*Document section*

▶

Phagocytic clearance of apoptotic, necrotic, necroptotic and pyroptotic cells
journal contributionposted on 01.06.2021, 02:33 by Georgia Atkin-Smith
Although millions of cells in the human body will undergo programmed cell death each day, dying cells are rarely detected under homeostatic settings in vivo. The swift removal of dying cells is due to the rapid recruitment of phagocytes to the site of cell death which then recognise and engulf the dying cell. Apoptotic cell clearance - the engulfment of apoptotic cells by phagocytes - is a well-defined process governed by a series of molecular factors including 'find-me', 'eat-me', 'don't eat-me' and 'good-bye' signals. However, in recent years with the rapid expansion of the cell death field, the removal of other necrotic-like cell types has drawn much attention. Depending on the type of death, dying cells employ different mechanisms to facilitate engulfment and elicit varying functional impacts on the phagocyte, from wound healing responses to inflammatory cytokine secretion. Nevertheless, despite the mechanism of death, the clearance of dying cells is a fundamental process required to prevent the uncontrolled release of pro-inflammatory mediators and inflammatory disease. This mini-review summarises the current understandings of: (i) apoptotic, necrotic, necroptotic and pyroptotic cell clearance; (ii) the functional consequences of dying cell engulfment and; (iii) the outstanding questions in the field.

◀

*Records*
▶

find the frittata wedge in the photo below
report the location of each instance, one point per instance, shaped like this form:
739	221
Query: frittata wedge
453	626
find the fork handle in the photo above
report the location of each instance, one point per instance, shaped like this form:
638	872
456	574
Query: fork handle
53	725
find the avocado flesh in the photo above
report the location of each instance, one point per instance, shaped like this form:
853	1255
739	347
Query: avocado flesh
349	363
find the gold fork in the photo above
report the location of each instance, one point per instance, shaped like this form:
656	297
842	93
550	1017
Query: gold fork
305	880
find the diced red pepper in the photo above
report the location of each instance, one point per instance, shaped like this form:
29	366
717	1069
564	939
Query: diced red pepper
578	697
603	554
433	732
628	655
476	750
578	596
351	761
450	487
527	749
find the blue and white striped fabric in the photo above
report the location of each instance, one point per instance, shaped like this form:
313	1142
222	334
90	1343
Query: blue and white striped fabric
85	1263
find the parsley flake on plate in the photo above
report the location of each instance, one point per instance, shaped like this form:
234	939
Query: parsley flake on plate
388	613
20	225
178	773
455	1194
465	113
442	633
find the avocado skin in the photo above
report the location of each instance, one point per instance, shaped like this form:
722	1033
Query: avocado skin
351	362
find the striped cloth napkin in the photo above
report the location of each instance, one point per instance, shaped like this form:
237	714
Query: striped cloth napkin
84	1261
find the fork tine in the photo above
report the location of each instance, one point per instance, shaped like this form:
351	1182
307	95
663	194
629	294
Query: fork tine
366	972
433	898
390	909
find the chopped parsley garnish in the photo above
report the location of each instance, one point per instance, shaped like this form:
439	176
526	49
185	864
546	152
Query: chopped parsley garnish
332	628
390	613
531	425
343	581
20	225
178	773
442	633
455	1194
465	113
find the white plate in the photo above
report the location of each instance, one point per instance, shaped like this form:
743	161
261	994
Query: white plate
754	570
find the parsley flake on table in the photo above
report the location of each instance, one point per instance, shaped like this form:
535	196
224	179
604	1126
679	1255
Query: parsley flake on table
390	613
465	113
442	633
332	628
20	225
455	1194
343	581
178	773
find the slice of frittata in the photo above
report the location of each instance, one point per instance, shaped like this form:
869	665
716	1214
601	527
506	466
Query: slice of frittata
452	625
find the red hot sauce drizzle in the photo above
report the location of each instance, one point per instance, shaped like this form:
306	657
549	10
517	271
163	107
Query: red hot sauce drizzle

◀

*Task directions*
In the abstract on phagocytic clearance of dying cells, which signals are named as governing apoptotic cell clearance? The listing has no role in this exercise.

*Worked solution*
The 'find-me', 'eat-me', 'don't eat-me' and 'good-bye' signals.